[[ SUPPLIED RECORDS open ]]

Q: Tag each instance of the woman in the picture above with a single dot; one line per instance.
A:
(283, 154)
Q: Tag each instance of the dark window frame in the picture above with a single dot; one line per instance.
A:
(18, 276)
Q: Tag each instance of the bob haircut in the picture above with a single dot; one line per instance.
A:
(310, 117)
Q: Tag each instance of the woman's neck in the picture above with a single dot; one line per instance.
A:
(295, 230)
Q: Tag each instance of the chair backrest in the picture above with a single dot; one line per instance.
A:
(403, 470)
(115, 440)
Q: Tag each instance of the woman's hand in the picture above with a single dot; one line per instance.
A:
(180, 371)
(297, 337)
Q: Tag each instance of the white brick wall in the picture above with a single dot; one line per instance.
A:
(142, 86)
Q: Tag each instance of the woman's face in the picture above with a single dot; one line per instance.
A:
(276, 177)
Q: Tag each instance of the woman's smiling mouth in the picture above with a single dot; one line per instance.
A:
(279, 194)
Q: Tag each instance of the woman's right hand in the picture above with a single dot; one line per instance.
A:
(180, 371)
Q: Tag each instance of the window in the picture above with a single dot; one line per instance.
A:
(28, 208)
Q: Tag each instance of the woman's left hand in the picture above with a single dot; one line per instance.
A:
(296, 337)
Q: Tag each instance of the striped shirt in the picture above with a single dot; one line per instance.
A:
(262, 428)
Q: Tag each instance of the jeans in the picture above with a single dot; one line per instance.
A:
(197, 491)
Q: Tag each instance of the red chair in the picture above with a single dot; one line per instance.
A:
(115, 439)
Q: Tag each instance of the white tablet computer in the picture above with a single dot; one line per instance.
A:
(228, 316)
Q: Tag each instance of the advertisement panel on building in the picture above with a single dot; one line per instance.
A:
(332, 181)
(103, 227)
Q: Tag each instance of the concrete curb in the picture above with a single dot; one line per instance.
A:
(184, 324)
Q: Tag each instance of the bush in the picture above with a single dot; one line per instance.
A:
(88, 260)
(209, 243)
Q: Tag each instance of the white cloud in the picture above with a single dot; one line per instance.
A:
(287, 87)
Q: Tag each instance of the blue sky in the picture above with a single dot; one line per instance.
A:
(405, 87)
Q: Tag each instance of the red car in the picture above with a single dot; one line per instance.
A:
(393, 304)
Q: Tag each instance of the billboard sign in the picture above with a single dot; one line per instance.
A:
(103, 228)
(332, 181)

[[ SUPPLIED RECORDS closed ]]

PROBLEM STATEMENT
Provide a faithful, complete copy of the entries above.

SOLUTION TO THIS TASK
Q: Tag each instance of the woman in the picture above with a single dot; one line per instance.
A:
(283, 154)
Q: Tag each instance of the dark window frame in the picture above with a single dot; one line per instance.
A:
(18, 276)
Q: Tag each instance of the bob haircut in the picture above with a single dot; one line per instance.
A:
(310, 117)
Q: Tag each instance of the woman's neck in the picture above with a single dot; one line per instance.
A:
(295, 230)
Q: Tag each instance of the chair backrest in the picture above with a single dot; one line per instance.
A:
(403, 470)
(115, 440)
Q: Tag each instance of the woman's hand in the picture above with a single dot; one line per instance.
A:
(180, 371)
(297, 337)
Q: Tag each instance of the white brick wall in the picture above with a single dot; one line per instance.
A:
(142, 86)
Q: Tag each instance of the woman's face in the picture above with a single dot; one line per instance.
A:
(276, 177)
Q: Tag each instance of the woman's smiling mouth in the picture above with a single dot; one line per instance.
A:
(279, 194)
Q: Tag each instance of the woman's right hand in the picture above with a single dot; one line per instance.
A:
(180, 371)
Q: Tag each instance of the window in the picture above with a single dot; one line per instance.
A:
(28, 208)
Q: Tag each instance of the woman's left hand in the picture above with a single dot; one line per instance.
A:
(296, 337)
Q: Tag each instance of the striped shirt in the picture above with a single dot; one line per instance.
A:
(262, 428)
Q: Tag each instance of the jeans in the picture above with a single dot; one line per instance.
A:
(197, 491)
Q: Tag each instance of the red chair in the picture above with a single dot; one line per instance.
A:
(115, 439)
Q: Tag each instance of the white tablet computer in the picture above with a single dot; one line per instance.
A:
(228, 316)
Q: Tag each instance of the advertisement panel on building in the picture above with a single dot; one line per instance.
A:
(332, 181)
(103, 227)
Q: Tag each instance of the concrete curb in the picture above with a single dot; one line per instance.
A:
(184, 324)
Q: Tag each instance of the bush in the picture above with a single dot; one line per instance.
A:
(88, 260)
(209, 243)
Q: Tag each instance of the white cloud in the picture above with a single dot; one line per instance.
A:
(287, 87)
Q: Tag each instance of the blue sky in the picture above with a single dot; one line per instance.
A:
(405, 87)
Q: Tag each instance of the red car in the picture above with a single dot; one line per instance.
A:
(393, 304)
Q: Tag each instance of the billboard sign in the picture above with a single dot; one line per instance.
A:
(103, 228)
(332, 181)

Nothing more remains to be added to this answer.